What is needed — Count the lines of the records below that contain the string "headlight", treating case as significant. Reply with the number alone.

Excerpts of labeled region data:
* BEGIN *

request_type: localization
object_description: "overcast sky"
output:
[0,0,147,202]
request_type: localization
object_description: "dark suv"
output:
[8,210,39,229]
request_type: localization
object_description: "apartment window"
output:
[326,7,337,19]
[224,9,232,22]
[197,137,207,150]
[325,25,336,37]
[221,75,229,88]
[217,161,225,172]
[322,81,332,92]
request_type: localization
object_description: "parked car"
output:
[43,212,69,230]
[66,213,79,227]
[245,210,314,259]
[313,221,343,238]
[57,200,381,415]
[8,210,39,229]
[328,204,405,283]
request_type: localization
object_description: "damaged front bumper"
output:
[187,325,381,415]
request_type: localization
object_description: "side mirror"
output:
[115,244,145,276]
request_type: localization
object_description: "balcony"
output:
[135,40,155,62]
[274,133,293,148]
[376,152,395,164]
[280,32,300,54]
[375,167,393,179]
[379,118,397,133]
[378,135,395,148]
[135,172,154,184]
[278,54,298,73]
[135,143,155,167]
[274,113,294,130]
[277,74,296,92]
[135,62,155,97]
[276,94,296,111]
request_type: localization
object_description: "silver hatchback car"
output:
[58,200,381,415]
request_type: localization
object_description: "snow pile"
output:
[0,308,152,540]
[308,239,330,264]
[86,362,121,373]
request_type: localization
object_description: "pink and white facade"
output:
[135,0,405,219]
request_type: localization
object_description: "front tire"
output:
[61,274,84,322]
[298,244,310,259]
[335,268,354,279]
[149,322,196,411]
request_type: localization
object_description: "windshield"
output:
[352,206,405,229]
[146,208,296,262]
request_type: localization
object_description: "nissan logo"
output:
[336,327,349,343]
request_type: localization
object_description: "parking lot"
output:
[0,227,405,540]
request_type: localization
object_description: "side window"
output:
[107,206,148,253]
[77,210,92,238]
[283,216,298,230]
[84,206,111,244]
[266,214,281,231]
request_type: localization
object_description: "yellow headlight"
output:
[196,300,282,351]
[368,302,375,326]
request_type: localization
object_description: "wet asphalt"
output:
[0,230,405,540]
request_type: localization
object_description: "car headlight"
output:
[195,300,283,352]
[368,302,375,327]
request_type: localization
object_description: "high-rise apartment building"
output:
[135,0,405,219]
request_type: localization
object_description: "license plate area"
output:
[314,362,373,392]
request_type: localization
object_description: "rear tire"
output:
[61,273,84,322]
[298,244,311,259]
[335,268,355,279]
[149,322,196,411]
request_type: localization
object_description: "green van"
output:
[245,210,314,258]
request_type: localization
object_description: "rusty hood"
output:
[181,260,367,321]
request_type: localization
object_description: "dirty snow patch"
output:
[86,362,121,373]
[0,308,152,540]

* END *

Finished exercise — 2